-- Problem to work on --
The required output is the line containing "Put a dot on every instance of the red" through the final line of the material below, printed exactly, with no other lines.

[Dataset items]
::::

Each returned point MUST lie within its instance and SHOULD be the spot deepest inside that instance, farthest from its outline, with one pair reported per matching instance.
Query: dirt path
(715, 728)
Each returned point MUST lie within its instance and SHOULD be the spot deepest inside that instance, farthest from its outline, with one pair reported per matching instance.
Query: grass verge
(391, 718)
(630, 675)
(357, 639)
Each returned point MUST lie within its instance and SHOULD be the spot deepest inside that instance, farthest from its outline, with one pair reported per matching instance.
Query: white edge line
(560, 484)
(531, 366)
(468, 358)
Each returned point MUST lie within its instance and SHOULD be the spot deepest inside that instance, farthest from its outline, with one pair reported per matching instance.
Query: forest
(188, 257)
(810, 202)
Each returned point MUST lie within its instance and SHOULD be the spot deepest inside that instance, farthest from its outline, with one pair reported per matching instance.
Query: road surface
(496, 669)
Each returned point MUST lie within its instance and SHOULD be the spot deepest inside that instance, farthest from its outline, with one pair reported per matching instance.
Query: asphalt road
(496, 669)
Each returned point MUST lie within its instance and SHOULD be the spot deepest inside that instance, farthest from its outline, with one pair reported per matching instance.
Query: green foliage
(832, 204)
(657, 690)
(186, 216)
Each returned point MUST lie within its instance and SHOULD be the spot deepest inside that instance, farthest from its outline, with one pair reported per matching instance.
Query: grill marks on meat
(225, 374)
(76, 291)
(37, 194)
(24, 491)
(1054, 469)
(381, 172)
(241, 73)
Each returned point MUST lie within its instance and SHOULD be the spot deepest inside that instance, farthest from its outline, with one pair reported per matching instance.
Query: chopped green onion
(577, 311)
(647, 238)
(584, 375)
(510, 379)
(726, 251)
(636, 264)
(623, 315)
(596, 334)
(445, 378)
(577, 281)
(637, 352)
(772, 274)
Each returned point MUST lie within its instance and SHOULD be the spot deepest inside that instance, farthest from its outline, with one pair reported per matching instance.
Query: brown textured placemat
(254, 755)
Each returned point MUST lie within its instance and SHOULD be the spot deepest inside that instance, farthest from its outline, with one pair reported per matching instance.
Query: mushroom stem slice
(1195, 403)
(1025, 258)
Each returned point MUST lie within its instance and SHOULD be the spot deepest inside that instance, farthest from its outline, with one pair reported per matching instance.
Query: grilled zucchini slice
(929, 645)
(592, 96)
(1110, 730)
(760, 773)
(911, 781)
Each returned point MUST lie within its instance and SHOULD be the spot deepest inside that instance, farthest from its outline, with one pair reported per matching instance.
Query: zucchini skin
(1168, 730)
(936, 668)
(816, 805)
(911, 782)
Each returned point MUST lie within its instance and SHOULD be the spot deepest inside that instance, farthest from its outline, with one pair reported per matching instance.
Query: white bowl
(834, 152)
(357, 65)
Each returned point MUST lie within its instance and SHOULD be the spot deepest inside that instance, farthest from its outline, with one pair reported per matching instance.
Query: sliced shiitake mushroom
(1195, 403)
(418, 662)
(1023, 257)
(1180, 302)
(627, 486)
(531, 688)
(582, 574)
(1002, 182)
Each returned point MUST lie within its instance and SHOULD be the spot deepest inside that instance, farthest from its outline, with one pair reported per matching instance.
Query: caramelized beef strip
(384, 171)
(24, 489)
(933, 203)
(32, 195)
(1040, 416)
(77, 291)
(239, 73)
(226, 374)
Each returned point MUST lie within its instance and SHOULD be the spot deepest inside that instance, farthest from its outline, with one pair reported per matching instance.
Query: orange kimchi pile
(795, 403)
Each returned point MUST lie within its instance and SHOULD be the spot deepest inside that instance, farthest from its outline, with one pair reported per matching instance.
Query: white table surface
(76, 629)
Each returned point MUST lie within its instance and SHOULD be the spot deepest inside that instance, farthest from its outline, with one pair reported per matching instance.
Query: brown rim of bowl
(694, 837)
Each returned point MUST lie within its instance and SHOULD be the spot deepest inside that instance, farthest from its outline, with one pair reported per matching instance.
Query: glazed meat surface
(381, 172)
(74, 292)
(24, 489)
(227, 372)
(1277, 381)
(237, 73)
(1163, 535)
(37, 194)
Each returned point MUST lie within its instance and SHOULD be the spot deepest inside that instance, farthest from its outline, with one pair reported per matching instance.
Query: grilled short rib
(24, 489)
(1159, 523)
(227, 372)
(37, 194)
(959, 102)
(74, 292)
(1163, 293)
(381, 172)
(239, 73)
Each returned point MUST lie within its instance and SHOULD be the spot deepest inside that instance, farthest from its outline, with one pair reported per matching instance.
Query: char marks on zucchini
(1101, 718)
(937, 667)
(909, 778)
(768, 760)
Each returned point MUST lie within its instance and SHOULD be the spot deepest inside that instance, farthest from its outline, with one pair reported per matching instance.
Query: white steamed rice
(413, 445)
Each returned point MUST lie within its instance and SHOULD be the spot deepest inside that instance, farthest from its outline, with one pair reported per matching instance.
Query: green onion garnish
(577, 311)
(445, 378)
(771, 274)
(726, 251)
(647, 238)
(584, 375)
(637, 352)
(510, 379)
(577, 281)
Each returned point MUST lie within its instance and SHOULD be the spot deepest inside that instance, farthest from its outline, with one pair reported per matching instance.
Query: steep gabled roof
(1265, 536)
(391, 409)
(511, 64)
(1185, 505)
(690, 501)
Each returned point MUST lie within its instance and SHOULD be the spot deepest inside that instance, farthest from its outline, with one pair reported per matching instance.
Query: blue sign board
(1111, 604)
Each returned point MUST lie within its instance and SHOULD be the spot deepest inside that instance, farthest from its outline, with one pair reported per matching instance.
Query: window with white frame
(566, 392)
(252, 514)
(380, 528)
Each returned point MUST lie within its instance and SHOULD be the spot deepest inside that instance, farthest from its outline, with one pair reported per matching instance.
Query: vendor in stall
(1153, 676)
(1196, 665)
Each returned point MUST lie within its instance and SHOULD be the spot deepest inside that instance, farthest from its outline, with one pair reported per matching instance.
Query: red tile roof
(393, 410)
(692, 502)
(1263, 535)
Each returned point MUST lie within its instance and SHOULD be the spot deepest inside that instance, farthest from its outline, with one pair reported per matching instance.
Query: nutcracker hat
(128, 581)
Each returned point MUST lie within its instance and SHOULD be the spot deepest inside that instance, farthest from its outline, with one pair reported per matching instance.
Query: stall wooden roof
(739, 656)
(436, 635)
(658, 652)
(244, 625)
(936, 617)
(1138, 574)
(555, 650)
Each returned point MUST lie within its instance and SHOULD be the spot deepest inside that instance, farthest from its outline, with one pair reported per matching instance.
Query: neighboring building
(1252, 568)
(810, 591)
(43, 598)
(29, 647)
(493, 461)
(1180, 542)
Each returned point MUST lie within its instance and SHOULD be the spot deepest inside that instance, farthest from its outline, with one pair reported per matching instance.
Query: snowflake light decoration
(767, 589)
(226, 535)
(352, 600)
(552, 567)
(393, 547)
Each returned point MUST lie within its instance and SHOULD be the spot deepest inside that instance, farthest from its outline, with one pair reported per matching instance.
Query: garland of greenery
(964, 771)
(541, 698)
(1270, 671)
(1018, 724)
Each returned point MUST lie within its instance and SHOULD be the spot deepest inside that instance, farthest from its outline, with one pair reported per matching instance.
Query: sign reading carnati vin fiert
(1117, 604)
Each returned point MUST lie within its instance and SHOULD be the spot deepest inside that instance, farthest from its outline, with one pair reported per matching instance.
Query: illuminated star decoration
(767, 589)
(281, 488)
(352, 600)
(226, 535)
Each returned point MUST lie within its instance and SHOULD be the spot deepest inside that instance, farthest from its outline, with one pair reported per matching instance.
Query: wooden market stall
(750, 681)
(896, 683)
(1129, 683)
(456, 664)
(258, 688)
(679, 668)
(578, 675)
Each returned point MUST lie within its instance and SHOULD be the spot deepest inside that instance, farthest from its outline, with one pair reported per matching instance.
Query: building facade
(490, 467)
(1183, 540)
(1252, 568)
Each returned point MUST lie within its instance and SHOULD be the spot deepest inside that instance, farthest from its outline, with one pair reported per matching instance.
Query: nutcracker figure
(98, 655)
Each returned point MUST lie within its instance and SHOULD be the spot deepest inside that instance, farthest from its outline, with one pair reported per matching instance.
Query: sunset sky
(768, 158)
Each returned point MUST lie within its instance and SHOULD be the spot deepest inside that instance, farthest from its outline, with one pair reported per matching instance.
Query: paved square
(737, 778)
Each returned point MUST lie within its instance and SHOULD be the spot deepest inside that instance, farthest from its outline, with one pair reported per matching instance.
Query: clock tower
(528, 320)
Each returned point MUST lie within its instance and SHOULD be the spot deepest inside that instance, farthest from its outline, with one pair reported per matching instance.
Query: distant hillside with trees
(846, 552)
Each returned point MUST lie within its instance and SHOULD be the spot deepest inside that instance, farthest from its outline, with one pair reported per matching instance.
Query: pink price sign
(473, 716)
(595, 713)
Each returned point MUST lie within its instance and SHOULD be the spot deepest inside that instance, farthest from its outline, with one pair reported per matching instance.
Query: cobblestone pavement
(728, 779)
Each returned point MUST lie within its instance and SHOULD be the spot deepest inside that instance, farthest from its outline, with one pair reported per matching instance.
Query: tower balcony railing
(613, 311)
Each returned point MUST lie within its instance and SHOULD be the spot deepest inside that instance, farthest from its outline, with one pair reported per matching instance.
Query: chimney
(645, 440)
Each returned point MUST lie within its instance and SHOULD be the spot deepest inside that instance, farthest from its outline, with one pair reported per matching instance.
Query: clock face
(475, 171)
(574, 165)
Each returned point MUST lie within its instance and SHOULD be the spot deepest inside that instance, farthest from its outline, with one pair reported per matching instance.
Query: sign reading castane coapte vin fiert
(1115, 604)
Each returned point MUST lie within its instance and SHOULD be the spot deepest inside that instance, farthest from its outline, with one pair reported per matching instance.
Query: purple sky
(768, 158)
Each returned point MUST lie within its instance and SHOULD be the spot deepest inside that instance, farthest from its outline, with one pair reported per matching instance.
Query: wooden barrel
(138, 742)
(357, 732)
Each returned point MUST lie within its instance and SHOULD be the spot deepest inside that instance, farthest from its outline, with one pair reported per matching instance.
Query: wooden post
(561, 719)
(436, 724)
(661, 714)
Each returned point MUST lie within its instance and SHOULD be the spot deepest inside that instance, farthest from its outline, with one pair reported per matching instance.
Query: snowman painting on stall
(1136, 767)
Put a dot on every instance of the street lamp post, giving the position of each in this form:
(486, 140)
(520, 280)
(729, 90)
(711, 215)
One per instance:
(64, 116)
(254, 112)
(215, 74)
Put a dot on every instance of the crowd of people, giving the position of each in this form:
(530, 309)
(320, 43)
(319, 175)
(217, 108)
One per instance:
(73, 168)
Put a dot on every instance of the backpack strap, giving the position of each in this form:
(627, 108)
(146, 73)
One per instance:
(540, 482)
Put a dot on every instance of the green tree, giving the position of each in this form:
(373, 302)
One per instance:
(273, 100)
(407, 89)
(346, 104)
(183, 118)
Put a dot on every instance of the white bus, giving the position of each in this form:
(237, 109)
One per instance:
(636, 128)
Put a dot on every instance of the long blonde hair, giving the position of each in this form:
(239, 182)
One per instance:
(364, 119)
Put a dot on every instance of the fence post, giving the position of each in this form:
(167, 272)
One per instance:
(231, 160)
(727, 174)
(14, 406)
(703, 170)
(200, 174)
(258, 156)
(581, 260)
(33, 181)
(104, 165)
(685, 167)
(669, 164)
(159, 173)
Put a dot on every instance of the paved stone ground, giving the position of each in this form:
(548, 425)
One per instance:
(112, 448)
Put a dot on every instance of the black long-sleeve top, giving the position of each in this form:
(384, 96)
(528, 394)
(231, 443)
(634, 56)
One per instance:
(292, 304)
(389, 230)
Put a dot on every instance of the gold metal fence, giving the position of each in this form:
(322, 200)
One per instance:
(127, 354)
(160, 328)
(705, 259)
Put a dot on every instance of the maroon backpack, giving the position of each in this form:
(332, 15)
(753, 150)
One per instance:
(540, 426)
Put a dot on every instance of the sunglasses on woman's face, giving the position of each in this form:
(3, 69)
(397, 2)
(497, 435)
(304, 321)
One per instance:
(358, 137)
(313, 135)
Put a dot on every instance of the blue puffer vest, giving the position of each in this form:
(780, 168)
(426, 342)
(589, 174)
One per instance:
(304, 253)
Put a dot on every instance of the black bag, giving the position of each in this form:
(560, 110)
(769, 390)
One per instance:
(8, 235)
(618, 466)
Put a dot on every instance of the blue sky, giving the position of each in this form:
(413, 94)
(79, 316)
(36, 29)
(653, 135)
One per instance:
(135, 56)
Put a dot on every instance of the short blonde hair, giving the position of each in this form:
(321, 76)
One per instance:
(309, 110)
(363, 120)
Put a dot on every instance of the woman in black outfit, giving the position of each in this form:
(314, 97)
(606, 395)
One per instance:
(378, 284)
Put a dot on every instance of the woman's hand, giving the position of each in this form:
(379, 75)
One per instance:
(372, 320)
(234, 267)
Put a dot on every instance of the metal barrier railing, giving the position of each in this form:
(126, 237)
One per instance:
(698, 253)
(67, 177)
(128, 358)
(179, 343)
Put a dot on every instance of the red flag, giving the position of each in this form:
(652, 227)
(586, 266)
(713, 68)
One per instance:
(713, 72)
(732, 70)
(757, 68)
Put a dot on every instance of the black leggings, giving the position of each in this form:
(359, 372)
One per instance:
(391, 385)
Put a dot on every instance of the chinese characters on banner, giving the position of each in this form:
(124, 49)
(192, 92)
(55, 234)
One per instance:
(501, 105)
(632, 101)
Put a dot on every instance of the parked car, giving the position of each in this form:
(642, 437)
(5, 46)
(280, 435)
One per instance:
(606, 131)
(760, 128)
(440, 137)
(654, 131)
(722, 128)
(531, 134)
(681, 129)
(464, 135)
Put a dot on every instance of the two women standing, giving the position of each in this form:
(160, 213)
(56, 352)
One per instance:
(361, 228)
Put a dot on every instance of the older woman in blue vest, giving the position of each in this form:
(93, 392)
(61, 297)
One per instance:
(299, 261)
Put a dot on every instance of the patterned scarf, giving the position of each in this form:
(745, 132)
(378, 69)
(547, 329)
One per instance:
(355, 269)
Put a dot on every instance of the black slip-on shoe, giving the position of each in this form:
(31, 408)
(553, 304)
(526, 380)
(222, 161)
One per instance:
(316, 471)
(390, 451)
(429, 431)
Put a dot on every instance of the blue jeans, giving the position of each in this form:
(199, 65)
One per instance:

::::

-- Correct answer --
Put a dot on every instance of the red flag, giving the position of each in this form:
(652, 227)
(586, 266)
(713, 68)
One per instance:
(713, 72)
(732, 70)
(757, 68)
Put a dot on every instance of the black leggings, giving the position of each in this form:
(359, 372)
One per instance:
(391, 385)
Put a dot on every instance of the chinese characters on banner, giving the position of each in this form:
(124, 49)
(192, 92)
(55, 234)
One per instance:
(501, 105)
(632, 101)
Put a dot on every instance of the parked car, giving the position of each in this form:
(642, 437)
(5, 46)
(280, 435)
One per instance:
(606, 131)
(760, 128)
(440, 137)
(654, 131)
(722, 128)
(531, 134)
(681, 129)
(464, 135)
Put a dot on every instance of the two women standing, giving the position of each in this form:
(160, 213)
(56, 352)
One per instance:
(361, 228)
Put a dot on every instance of the older woman in blue vest, giving the position of each in this form:
(93, 392)
(61, 297)
One per instance:
(299, 261)
Put a dot on every instance of the patterned scarf, giving the position of each in this form:
(745, 132)
(378, 69)
(547, 329)
One per instance:
(355, 269)
Put a dot on every instance of the black slip-on shoe, giving the position of each in this form:
(31, 408)
(553, 304)
(526, 380)
(222, 161)
One per instance:
(316, 471)
(390, 451)
(429, 431)
Put a dot on every instance of the blue jeans, giving the position of each in this form:
(199, 65)
One per instance:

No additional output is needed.